• [INPUT MATERIAL]:

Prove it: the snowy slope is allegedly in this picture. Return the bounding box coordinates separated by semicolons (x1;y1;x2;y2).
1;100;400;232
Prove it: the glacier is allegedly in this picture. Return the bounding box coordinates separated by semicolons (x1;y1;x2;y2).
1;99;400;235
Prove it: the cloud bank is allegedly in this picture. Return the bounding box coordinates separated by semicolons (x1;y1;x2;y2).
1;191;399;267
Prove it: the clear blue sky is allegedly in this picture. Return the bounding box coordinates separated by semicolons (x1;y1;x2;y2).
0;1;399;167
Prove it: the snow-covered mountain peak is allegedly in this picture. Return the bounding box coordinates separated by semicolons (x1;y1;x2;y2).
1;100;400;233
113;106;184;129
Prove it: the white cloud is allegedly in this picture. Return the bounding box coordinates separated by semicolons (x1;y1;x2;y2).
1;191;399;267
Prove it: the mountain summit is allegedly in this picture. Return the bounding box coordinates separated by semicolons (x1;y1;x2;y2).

• [EXERCISE]:
Exactly as written, restate every line of the listing above.

• [YOUR SOLUTION]:
Prove it: the snowy slope is allegedly in this picture. Return the bounding box coordinates separated by semicolons (x1;y1;x2;y2).
1;100;400;232
Prove it: the glacier is allegedly in this picture. Return the bounding box coordinates separated by semicolons (x1;y1;x2;y2).
1;99;400;235
Prove it: the cloud bank is allegedly in this picture. Return the bounding box coordinates separated by semicolons (x1;y1;x2;y2).
1;191;399;267
Prove it: the clear blue sky is allegedly in this picture. Return the bounding box coordinates separated by semicolons (x1;y1;x2;y2).
0;1;399;167
Prove it: the snow-covered mountain peak is allegedly in this picture. Return the bounding box coordinates separated by semicolons (x1;y1;x2;y2).
1;100;400;233
113;106;184;129
Prove it: the white cloud is allegedly in this picture. Return the bounding box coordinates separated by semicolons (x1;y1;x2;y2).
1;191;399;267
Prove it: the mountain summit is allegedly in this picture. Return the bounding box coordinates separated by semicolons (x1;y1;x2;y2).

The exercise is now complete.